> EXCERPTED TEXT:
+--

While in the national capital, Prime Minister Manmohan Singh reportedly ruled out a rollback of the latest petrol price hike, yesterday’s Kolkata talks between Union finance minister Pranab Mukherjee and TMC chief Mamata Banerjee, as the chief minister of West Bengal, remained inconclusive.

The PM, it is learnt, even explained the TMC MPs who met him on Monday the rationale behind the fuel price hike. He made clear that it would be impossible to continue subsidising petrol. All that he reportedly conceded was there was a certain “lacuna in coordination” between the ruling alliance parties.

In the West Bengal capital, the CM reiterated her demand for a special Rs 19,000-crore financial package for the state. Mukherjee reportedly heard her out in the presence of Governor M K Narayanan. Thereafter, he met the Prime Minister last night in the capital, conveying Mamata’s demand.

On Wednesday, a TMC insider said the PM gave the delegation of his party MPs a “patient hearing”, and “explained to us that roll back of petrol prices was not possible”. That continuing to subsidise petrol would be at the cost of budgetary cuts for other crucial sectors like social sector programmes was an issue that economist prime minister Manmohan Singh explained to the disgruntled MPs of the TMC, which had even on Monday night threatened to pull out of the government.

+--

> RECORD EXTRACTS:
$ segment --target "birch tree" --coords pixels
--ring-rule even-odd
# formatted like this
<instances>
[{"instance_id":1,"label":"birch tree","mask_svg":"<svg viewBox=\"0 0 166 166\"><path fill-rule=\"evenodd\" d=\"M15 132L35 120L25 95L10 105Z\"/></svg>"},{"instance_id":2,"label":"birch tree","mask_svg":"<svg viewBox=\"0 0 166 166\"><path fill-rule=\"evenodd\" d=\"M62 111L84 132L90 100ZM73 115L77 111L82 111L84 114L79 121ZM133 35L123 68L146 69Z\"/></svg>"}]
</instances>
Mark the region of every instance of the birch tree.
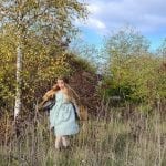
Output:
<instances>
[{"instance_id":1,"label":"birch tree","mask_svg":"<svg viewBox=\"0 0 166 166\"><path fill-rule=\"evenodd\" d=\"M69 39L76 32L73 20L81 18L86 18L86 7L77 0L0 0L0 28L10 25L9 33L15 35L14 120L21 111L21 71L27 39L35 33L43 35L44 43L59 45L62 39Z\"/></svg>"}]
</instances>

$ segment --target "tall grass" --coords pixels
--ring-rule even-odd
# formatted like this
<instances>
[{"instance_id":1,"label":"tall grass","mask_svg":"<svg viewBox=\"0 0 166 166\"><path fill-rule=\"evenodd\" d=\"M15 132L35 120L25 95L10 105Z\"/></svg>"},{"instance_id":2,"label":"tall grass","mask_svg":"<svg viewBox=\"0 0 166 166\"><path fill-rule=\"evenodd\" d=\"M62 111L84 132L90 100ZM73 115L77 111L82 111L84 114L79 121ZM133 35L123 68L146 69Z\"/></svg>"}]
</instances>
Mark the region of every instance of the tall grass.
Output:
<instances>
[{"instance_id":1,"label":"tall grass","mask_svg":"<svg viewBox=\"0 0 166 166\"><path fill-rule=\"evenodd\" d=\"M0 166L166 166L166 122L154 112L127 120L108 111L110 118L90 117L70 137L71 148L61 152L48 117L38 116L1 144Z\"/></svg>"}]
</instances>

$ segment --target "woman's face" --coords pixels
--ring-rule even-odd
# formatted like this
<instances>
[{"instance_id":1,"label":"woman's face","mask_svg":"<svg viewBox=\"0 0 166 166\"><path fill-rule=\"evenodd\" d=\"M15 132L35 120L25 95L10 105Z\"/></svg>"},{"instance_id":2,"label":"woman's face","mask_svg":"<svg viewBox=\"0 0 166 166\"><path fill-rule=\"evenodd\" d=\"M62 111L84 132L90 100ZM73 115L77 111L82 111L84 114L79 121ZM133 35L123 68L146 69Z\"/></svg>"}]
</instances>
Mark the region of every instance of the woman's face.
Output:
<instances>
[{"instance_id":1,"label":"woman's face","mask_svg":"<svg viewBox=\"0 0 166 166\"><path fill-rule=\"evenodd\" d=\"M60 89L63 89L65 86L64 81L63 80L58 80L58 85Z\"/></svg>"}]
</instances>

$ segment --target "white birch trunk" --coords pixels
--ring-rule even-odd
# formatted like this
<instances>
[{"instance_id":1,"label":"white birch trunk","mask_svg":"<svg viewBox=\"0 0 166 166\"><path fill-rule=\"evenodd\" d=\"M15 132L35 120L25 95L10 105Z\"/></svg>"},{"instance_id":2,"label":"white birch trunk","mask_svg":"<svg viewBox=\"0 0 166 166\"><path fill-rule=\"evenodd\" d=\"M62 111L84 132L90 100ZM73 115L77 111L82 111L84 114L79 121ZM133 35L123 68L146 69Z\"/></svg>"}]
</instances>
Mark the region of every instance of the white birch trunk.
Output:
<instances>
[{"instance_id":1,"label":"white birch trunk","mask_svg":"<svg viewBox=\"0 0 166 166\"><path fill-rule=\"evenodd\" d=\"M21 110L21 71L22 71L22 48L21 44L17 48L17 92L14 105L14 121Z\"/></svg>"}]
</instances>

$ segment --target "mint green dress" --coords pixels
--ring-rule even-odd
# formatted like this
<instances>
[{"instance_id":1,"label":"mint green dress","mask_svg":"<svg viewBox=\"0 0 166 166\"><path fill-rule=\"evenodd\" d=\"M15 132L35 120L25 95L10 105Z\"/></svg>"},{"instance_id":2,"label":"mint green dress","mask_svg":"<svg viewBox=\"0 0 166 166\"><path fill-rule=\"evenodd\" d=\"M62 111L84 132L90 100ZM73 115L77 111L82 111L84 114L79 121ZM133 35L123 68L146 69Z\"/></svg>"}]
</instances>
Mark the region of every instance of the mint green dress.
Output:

+--

> TASK LIST:
1 – According to the news report on the petrol price hike, how large a special financial package did the West Bengal chief minister demand for the state?
2 – Summarize the news report on the petrol price hike in two sentences.
3 – Continue the news report on the petrol price hike, starting after its final sentence.

> RESPONSES PER TASK:
1 – Rs 19,000 crore.

2 – Prime Minister Manmohan Singh reportedly ruled out rolling back the latest petrol price hike, telling visiting TMC MPs that continuing to subsidize petrol would come at the cost of budget cuts for sectors such as social programs. In Kolkata, Mamata Banerjee renewed her demand for a Rs 19,000-crore package for West Bengal in inconclusive talks with finance minister Pranab Mukherjee, who then conveyed her demand to the Prime Minister.

3 –
Congress sources say this time around the Congress-led UPA was resolute. “We will not give in to the open threats from Mamata, come what may,” said a Congress leader.

What is significant is that the Prime minister also did not give any assurance as far as decontrolling prices of diesel, LPG and kerosene. For now, the TMC is banking on the fact that the winter session of Parliament gets underway by late November, after which several states go to the polls. So yet another fuel price soon is unlikely.

“The UPA government has already giving financial assistance to West Bengal,” pointed out a senior Congress functionary. “Now, to again give in to is demand for a special package would be like opening the flood-gates to demands from other states. This is not tenable.”

Clearly, the TMC’s muscle-flexing did not work this time around.